- _Requirements_:
1. Per the robbery case summary, what prison term did the High Court impose in place of the 4-year sentence?
2. Write the next part of the robbery case summary, picking up after its final paragraph.

2. The background of the matter is that the Petitioners were jointly charged with one other co-accused with 2 counts of the offence of robbery with violence contrary to Section 296(2) of the Penal Code in Eldoret Chief Magistrate’s Court Criminal Case No. 699 of 2007.
3. The particulars of the 2 counts were that on 21/01/2007 at Mulima village, Lugari District, jointly with others not before Court, while armed with dangerous weapons, namely, a pistol and pangas, robbed a couple of a motor vehicle, cash and other assorted personal belongings, and that immediately after the time of such robbery, they wounded their said victims. The 1st Petitioner and the co-accused were also jointly charged with 2 counts of the alternative offence of handling stolen property contrary to Section 322(2) of the Penal Code.
4. The Petitioners and their co-accused all pleaded not guilty and the case then proceeded to full trial. Upon close of the trial, the Court by its Judgment delivered on 24/12/2007, found that the prosecution had only established the ingridients of the lesser offence of “simple robbery” under Section 296 (1) of the Penal Code against the Petitioners and also the alternative charge of handling stolen property contrary to Section 275 of the Penal Code against the 1st Petitioner and the co-accused. Accordingly, while their co-accused escaped with a lighter 18 months imprisonment sentence, the Petitioners were sentenced to 4 years imprisonment.
5. Dissatisfied with the decision, the Petitioners filed respective appeals, namely, Eldoret High Court Criminal Appeal No. 146 and 147 of 2010 which were then consolidated. The Appeal was heard by a 2-judge bench (F. Azangalala and A. Mshila, JJ) which by its Judgment delivered on 31/01/2013, found that the prosecution had, in fact, proven the main charge of “robbery with violence” and that the trial Court erred in finding that only the charge of “simple robbery” had been proved. The High Court therefore substituted the conviction and also substituted the 4 years prison sentence with one of 25 years imprisonment.

Data records
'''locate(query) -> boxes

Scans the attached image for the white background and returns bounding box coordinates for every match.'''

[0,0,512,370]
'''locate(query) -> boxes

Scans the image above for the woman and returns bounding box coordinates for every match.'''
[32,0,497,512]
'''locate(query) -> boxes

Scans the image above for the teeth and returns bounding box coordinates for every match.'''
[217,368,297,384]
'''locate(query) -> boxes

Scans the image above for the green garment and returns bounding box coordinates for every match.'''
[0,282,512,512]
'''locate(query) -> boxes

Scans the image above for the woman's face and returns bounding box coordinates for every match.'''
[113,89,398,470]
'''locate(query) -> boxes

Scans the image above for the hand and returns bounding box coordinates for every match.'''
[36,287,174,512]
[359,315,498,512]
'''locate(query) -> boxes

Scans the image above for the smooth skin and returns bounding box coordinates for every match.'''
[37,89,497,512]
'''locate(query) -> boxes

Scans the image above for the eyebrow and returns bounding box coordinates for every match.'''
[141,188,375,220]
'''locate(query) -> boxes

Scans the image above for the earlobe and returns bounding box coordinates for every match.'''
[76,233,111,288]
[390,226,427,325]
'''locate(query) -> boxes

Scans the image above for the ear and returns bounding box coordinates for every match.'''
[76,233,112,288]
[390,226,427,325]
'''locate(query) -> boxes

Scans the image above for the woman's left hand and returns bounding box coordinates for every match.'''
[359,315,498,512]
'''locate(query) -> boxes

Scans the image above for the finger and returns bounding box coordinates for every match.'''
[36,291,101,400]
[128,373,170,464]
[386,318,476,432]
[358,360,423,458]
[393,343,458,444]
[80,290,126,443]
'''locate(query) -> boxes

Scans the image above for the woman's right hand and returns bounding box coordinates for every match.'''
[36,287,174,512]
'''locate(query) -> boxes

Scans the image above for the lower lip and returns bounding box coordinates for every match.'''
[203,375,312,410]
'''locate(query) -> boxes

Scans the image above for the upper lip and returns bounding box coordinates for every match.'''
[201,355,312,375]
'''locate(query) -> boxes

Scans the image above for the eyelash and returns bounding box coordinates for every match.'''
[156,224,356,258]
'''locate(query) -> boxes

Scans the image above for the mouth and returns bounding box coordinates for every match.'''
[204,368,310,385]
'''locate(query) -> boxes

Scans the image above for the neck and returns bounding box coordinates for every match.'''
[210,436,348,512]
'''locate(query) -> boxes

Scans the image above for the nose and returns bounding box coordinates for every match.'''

- _Task-by-task results_:
1. 25 years imprisonment.

2.
6. Again, aggrieved by the above further decision, the Petitioners preferred a second appeal to the Court of Appeal vide Eldoret Court of Appeal Criminal Appeal No. 76 of 2014. In its Judgment delivered on 28/10/2016, the Court of Appeal dismissed the appeal on conviction but on sentence, held that the High Court had erred in sentencing the Appellant to the lesser prison term of 25 years. The Court therefore set aside the sentence and substituted it with an enhanced one of the death penalty.
7. The Petitioners have now, after exhausting their appeal avenues, returned to this Court with the respective (now consolidated) identical but undated Petitions seeking review of their sentences on the ground that the mandatory death sentence imposed on them is in violation of their fundamental rights. According to them, the mandatory death sentence is unconstitutional. They have relied on the case of Francis Karioko Muruatetu & Another vs. Republic [2017] eKLR which declared statutory mandatory sentences to be unconstitutional.
Hearing of the Petition 8. It was then directed that the Petition be canvassed by way of written Submissions. Pursuant thereto, the Petitioners filed their respective but identical Submissions on 20/7/2023. On her part, Senior Prosecution Counsel, Ms Emma Okok appearing for the Respondent, had filed hers earlier on 8/03/2022.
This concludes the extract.